Howard is, once again, saying all the right things about wanting to be a changed man on and off the floor, doing whatever it takes to be part of a winner and contribute to the Wizards’ playoff hopes. On the court, it’s not hard to see where Howard can help as he has, despite all of his apparent locker room issues, continued to average a double-double every season, no matter what team he’s on.

However, those issues off the court and in the locker room, although details remain scarce, are apparently real because teams don’t just trade players for worse contracts without a reason (and this has now happened two years in a row). In Washington, a locker room that’s had its fair share of tension over the past few years, how he fits in is the most fascinating unknown of this signing.

We’ll have to take a wait and see approach there, while understanding the disaster potential is very much real. On the court, Howard is once again insisting it’s time for him to “evolve” his game to play in the modern NBA, where post-ups are mostly a thing of the past and bigs are asked to spread the floor more and more.

Howard and his trainer Justin Zormelo spoke with Candace Buckner of the Washington Post about that evolution and, well, the names thrown out by Zormelo of who Dwight is trying to model his game after at age 32 are ambitious, to say the least.

“When I came into this league, I was playing against the Shaqs, the Alonzo Mournings, the Jermaine O’Neals and it was more so a physical — I’m going to see who’s the strongest guy in the paint. It’s like an arm wrestling match for the big guys,” Howard says. “And nowadays, it’s not the same game. So it’s either evolve, adapt or get left behind.”

“He wants to evolve into Anthony Davis, into Kevin Durant,” Zormelo says, “but his own version of that.”

There are so many things to try and unpack here, but we’ll focus on the key things. First, it’s good that Dwight is acknowledging the need to evolve his game or he’ll be left behind. The problem is, he’s kind of already had that happen because, to this point, he’s been unwilling to make those actual changes for the entirety of a season — the best example being the end of his Hawks tenure.

Beyond the question of whether Howard can actually put the proper changes into action is the issue of him trying to become a player that I don’t think he has the skill set to become. Dwight modeling his game after literally anything Kevin Durant does on the basketball court is patently absurd, and I hope he starts trying to break guys down off the dribble and pull up from 30 feet because, if nothing else, it’d be hysterical.

The Anthony Davis thing is closer to what Dwight can do, but again, it seems he’s intent on showing off a jump shot that he’s never had and likely will never get to a league average mark. For his career, here are Howard’s field goal percentages from various areas on the floor:

Inside 3 Feet: 58.5%
3-10 Feet: 41.5%
10-16 Feet: 28.2%
16+ Feet (inside 3-point range): 33.5%
3-Point Range: 9.5%

Forgive me for not believing that in his 15th season he’s suddenly going to become a marginally decent shooter. The problem for Howard remains the same as it has been for the past six seasons. He continues to listen to people talking about what a big man is supposed to be, and wants to wedge himself into that round hole as a square peg. For years it was Shaq calling him out for not being dominant enough on the block, which led to Howard constantly trying to prove his worth in the post to the detriment of his game and his teams — he’s never been as bad in the post as people will lead you to believe, but it’s simply not the strongest point of his game.
---*---
> [Challenge 1]:
In the Dwight Howard article, rewrite the passage from "Forgive me for" to "of his game.", putting "Shaquille O'Neal" in place of "Shaq".

> [Provided data]:
---*---
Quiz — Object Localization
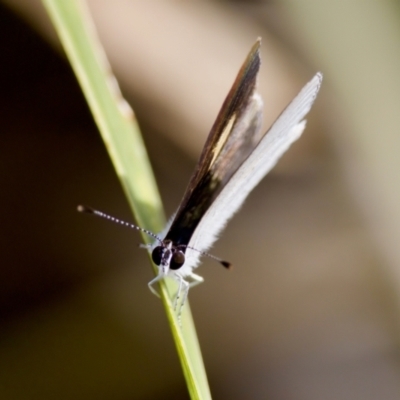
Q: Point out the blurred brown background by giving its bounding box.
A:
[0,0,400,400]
---*---
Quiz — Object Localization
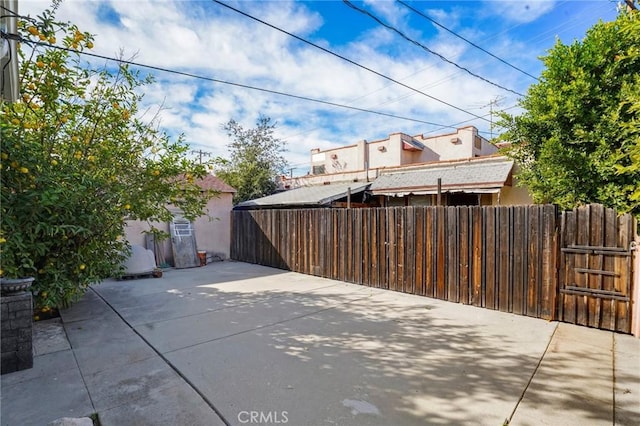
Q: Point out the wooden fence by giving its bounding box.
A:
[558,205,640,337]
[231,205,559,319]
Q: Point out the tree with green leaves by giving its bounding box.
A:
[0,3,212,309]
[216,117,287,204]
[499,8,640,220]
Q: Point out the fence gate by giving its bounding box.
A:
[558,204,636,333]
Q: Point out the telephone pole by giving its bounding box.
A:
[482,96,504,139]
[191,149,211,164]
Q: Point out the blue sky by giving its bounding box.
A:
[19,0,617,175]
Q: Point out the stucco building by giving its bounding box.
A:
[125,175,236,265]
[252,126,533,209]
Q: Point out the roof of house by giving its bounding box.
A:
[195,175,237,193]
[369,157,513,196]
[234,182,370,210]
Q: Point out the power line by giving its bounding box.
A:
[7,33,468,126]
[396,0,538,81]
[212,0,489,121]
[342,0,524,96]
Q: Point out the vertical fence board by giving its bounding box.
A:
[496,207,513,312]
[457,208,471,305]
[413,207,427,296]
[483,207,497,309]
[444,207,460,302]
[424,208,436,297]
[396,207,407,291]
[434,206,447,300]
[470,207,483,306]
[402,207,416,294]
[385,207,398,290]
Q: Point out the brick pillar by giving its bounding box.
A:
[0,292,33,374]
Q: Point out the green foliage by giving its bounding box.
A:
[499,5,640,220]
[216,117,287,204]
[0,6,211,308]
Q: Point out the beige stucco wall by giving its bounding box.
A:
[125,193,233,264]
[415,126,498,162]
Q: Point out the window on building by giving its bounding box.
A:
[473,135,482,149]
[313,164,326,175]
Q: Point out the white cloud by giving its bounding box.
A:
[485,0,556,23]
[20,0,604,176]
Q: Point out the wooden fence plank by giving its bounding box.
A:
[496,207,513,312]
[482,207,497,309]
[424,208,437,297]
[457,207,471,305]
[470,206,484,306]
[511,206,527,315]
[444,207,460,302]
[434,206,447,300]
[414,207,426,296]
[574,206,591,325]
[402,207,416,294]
---*---
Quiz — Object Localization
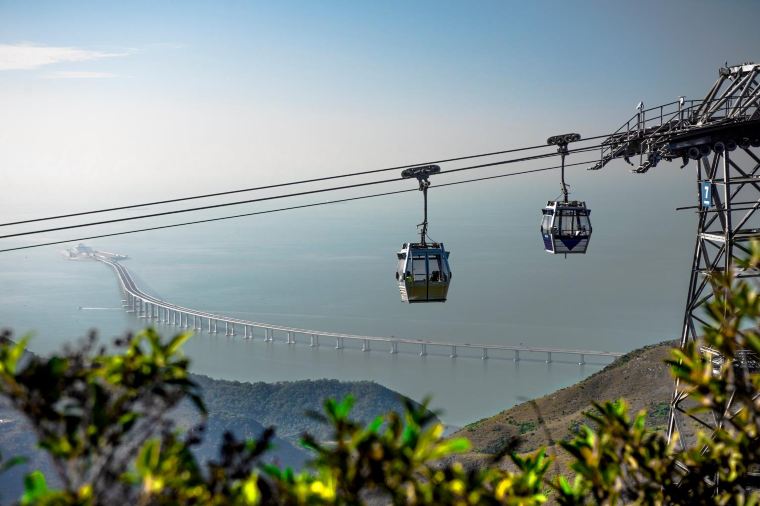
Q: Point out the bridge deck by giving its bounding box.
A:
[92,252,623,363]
---*---
> [Challenge 2]:
Copy the entries word for word, from the line with "Q: Point out the roof" to the line with "[0,292,33,374]".

> [Task solution 1]:
Forgive me for not believing that in his 15th season he’s suddenly going to become a marginally decent shooter. The problem for Howard remains the same as it has been for the past six seasons. He continues to listen to people talking about what a big man is supposed to be, and wants to wedge himself into that round hole as a square peg. For years it was Shaquille O'Neal calling him out for not being dominant enough on the block, which led to Howard constantly trying to prove his worth in the post to the detriment of his game and his teams — he’s never been as bad in the post as people will lead you to believe, but it’s simply not the strongest point of his game.

> [Task solution 2]:
Q: Point out the roof of house by giving its bounding box.
A:
[195,175,237,193]
[369,157,513,196]
[234,182,370,210]
Q: Point out the power line by giving its bounding box.
A:
[7,33,468,126]
[396,0,538,81]
[212,0,489,121]
[342,0,524,96]
Q: Point out the vertical fence board by giving its bounding box.
A:
[496,207,513,312]
[457,208,471,305]
[413,207,427,296]
[483,207,497,309]
[444,207,460,302]
[424,208,436,297]
[396,207,407,291]
[434,206,447,300]
[470,207,483,306]
[402,207,416,294]
[385,207,398,290]
Q: Point out the brick pillar by giving its bounding box.
A:
[0,292,33,374]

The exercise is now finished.